— start Data entries —
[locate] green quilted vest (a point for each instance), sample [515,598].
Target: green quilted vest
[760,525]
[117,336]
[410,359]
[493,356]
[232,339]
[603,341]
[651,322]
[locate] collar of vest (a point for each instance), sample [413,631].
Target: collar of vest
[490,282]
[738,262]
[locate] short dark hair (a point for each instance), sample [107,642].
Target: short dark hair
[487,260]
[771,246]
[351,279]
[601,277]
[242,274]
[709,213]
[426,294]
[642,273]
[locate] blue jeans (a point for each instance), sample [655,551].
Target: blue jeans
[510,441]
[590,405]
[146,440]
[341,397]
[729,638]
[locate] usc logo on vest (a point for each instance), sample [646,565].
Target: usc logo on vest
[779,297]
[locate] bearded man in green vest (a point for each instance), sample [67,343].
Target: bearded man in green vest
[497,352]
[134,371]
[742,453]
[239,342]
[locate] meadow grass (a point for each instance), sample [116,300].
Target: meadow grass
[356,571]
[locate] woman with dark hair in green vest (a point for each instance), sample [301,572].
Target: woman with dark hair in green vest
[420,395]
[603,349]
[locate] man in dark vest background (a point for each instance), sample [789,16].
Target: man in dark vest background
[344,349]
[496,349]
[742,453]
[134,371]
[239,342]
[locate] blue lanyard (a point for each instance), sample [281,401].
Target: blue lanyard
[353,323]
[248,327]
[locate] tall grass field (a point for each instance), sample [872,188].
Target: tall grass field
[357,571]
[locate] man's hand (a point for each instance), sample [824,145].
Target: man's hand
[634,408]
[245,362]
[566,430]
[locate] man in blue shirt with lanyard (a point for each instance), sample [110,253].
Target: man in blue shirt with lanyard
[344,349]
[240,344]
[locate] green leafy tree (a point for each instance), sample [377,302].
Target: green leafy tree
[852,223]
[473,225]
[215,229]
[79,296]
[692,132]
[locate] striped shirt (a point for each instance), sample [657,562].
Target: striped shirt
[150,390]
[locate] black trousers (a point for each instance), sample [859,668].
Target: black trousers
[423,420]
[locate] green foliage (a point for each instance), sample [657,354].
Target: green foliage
— end Data entries —
Aim —
Rewrite everything from "[locate] striped shirt" down to the end of the rows, changing "black trousers" to "dark pants" and leaving the rest as it is.

Task output —
[locate] striped shirt (a point for each instance), sample [657,562].
Target: striped shirt
[150,390]
[locate] dark pants (a point for each instance), sample [859,668].
Target: dark pants
[423,420]
[locate] green foliage (a point for each instance), sample [657,354].
Target: green foliage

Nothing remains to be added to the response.